When you reach the line with "--target white building", start repeating the lines exactly and keep going to the end of the records, but drop every picture.

(Records to use)
════════

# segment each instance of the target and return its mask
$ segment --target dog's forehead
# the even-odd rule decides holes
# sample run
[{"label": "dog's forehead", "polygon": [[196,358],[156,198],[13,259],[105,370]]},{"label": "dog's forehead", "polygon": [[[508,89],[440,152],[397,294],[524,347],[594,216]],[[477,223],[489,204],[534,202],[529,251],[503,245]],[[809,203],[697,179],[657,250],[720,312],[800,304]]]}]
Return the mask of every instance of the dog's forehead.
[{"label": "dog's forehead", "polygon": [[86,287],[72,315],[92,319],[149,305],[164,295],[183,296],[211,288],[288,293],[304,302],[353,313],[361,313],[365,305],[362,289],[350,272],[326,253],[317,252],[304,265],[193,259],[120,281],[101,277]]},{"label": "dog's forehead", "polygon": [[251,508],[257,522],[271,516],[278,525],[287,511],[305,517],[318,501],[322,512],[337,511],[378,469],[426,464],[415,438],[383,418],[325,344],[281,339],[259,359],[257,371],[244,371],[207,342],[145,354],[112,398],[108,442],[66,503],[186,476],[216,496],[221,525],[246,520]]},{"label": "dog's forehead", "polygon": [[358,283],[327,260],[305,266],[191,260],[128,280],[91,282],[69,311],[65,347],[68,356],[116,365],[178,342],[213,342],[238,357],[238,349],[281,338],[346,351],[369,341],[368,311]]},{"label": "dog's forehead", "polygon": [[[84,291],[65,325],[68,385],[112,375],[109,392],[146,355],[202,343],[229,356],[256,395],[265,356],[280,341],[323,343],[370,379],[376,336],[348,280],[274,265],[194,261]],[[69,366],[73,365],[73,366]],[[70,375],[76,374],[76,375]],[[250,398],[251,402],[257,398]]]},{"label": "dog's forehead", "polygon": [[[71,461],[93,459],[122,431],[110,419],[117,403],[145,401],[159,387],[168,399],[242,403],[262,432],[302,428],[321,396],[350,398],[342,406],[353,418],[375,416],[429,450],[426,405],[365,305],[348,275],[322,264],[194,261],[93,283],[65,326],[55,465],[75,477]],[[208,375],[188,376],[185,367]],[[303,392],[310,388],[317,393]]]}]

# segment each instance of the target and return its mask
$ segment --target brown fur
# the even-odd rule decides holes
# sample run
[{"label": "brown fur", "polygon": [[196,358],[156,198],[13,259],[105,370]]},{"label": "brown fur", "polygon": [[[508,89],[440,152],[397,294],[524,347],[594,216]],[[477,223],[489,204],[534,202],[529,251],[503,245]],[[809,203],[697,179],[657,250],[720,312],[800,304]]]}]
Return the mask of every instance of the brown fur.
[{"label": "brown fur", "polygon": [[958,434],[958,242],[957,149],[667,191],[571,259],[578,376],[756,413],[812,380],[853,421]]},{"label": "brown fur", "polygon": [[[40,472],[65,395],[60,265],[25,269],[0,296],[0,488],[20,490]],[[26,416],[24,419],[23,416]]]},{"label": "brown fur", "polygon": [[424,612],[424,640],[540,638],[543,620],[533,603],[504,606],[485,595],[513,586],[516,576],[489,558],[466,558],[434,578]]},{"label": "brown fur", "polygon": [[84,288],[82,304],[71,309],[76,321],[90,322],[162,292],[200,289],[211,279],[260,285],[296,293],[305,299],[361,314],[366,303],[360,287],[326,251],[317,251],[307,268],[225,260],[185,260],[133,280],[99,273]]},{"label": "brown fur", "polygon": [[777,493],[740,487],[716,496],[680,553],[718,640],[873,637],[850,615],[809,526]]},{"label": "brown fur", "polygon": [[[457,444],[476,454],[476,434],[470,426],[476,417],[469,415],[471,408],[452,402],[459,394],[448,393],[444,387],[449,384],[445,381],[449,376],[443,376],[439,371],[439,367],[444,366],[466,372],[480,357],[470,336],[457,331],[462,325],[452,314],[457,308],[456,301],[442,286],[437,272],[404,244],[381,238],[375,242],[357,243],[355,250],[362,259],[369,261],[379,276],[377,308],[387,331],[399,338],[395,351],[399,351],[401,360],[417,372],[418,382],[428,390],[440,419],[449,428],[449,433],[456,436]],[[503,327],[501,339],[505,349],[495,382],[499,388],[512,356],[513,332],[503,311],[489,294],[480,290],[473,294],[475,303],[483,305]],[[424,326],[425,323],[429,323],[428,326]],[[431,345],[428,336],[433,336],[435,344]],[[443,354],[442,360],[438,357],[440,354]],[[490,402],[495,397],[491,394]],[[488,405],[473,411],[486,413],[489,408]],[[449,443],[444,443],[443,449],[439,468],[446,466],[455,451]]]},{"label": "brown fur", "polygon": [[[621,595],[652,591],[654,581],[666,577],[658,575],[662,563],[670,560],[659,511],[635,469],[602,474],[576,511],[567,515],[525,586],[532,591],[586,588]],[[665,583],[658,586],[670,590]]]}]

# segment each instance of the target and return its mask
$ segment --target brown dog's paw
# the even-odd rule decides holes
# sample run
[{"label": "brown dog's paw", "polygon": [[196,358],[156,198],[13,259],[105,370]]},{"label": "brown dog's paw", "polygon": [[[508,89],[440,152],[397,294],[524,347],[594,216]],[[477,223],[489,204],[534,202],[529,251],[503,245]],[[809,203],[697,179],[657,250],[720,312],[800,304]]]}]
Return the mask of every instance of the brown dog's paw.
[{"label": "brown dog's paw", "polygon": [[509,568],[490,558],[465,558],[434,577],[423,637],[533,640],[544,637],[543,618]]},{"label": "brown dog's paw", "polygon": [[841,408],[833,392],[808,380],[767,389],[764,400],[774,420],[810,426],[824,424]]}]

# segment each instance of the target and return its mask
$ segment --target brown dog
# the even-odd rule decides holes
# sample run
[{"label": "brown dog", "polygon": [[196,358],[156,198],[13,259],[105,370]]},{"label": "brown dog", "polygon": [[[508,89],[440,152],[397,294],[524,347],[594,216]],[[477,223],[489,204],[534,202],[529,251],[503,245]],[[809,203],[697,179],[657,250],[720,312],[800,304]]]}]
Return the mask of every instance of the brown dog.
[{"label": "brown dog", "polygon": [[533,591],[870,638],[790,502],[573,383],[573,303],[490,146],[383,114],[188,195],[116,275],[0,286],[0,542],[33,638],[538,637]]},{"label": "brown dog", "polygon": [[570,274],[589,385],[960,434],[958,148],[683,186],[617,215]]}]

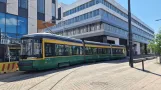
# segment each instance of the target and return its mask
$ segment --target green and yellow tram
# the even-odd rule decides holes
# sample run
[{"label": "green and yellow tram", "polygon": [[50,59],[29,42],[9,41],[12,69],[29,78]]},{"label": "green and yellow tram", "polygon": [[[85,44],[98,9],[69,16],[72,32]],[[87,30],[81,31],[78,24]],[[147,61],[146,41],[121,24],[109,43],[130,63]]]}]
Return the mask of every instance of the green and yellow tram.
[{"label": "green and yellow tram", "polygon": [[125,56],[124,46],[38,33],[22,37],[19,69],[46,70]]}]

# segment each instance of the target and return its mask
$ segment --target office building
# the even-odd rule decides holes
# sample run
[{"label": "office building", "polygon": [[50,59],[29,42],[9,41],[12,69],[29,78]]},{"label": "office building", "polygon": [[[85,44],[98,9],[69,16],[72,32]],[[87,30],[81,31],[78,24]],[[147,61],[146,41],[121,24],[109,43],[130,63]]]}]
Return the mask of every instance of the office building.
[{"label": "office building", "polygon": [[[115,0],[77,0],[59,4],[56,34],[89,41],[125,45],[128,51],[128,11]],[[47,30],[46,30],[47,32]],[[133,51],[147,54],[154,30],[132,15]]]},{"label": "office building", "polygon": [[0,0],[1,44],[19,43],[23,35],[55,23],[57,0]]}]

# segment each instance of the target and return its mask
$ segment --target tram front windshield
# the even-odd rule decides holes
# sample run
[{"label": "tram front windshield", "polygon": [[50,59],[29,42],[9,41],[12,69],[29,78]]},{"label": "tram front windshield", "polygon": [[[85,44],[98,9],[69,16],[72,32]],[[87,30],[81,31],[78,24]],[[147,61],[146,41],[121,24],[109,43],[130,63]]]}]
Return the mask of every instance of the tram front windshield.
[{"label": "tram front windshield", "polygon": [[41,58],[42,47],[39,39],[22,39],[21,59]]}]

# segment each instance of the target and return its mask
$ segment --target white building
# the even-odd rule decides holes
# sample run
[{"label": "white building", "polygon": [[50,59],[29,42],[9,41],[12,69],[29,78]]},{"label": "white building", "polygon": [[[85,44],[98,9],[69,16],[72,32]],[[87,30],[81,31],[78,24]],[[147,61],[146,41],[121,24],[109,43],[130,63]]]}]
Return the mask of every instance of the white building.
[{"label": "white building", "polygon": [[[59,4],[61,19],[53,32],[59,35],[127,45],[128,11],[115,0],[77,0],[71,5]],[[132,15],[134,53],[146,54],[154,30]]]},{"label": "white building", "polygon": [[8,42],[7,37],[19,40],[25,34],[41,32],[46,28],[43,22],[55,23],[56,9],[57,0],[0,0],[2,43],[8,44],[5,43]]}]

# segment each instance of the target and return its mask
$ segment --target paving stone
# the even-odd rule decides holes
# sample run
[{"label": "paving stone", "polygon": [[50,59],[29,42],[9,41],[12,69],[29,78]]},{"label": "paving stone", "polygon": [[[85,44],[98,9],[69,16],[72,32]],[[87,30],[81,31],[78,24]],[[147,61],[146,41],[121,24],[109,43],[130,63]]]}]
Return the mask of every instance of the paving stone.
[{"label": "paving stone", "polygon": [[0,80],[0,90],[160,90],[161,65],[156,60],[134,64],[127,60],[86,64],[64,70],[22,74]]}]

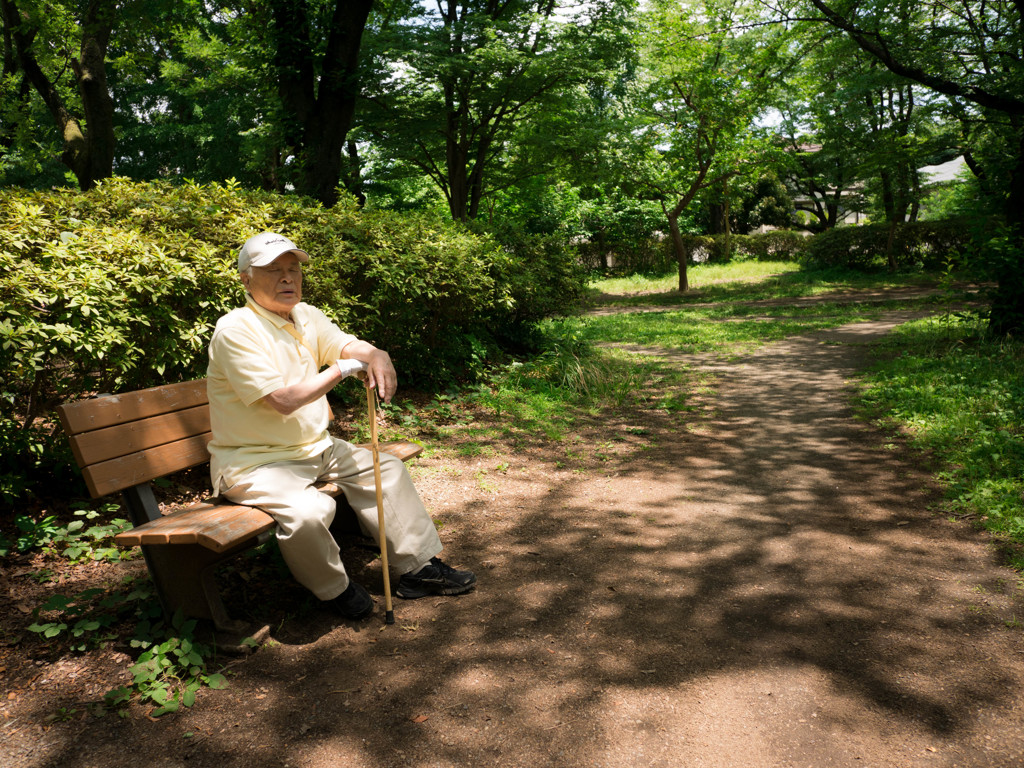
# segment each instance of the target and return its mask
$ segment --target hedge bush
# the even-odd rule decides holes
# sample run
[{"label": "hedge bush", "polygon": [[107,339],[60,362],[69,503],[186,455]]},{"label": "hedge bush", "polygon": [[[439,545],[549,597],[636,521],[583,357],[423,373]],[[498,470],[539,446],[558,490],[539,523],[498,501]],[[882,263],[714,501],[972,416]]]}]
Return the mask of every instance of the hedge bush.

════════

(Exercise answer)
$ segment --target white building
# the even-odd rule decides holes
# sample run
[{"label": "white building", "polygon": [[50,59],[29,42],[9,41],[12,69],[29,78]]},{"label": "white building", "polygon": [[[85,44],[98,9],[69,16],[72,32]],[[87,30],[81,31],[78,24]],[[147,61],[146,41],[121,24],[109,43],[130,63]]]}]
Return the mask of every instance of the white building.
[{"label": "white building", "polygon": [[[59,4],[61,19],[53,32],[59,35],[127,45],[128,11],[115,0],[77,0],[71,5]],[[132,15],[134,53],[146,54],[154,30]]]},{"label": "white building", "polygon": [[8,42],[7,37],[19,40],[25,34],[41,32],[46,28],[43,22],[55,23],[56,9],[57,0],[0,0],[2,43],[8,44],[5,43]]}]

# segment each instance of the target and return its mask
$ segment --target paving stone
# the even-odd rule decides holes
# sample run
[{"label": "paving stone", "polygon": [[50,59],[29,42],[9,41],[12,69],[29,78]]},{"label": "paving stone", "polygon": [[[85,44],[98,9],[69,16],[72,32]],[[87,30],[81,31],[78,24]],[[147,61],[146,41],[121,24],[109,43],[130,63]]]}]
Return the mask of every instance of the paving stone.
[{"label": "paving stone", "polygon": [[0,80],[0,90],[160,90],[161,65],[156,60],[134,64],[127,60],[86,64],[64,70],[22,74]]}]

# segment each instance of the target and return its mask
$ segment --target hedge bush
# the even-odd rule decides holes
# sample run
[{"label": "hedge bush", "polygon": [[107,339],[60,362],[69,503],[186,455]]},{"label": "hedge bush", "polygon": [[[439,545],[549,597],[636,521],[583,357],[423,373]],[[498,470],[539,446],[558,490],[539,523],[498,501]],[[882,263],[714,501],[972,416]]]}]
Return the mask of every instance of the hedge bush.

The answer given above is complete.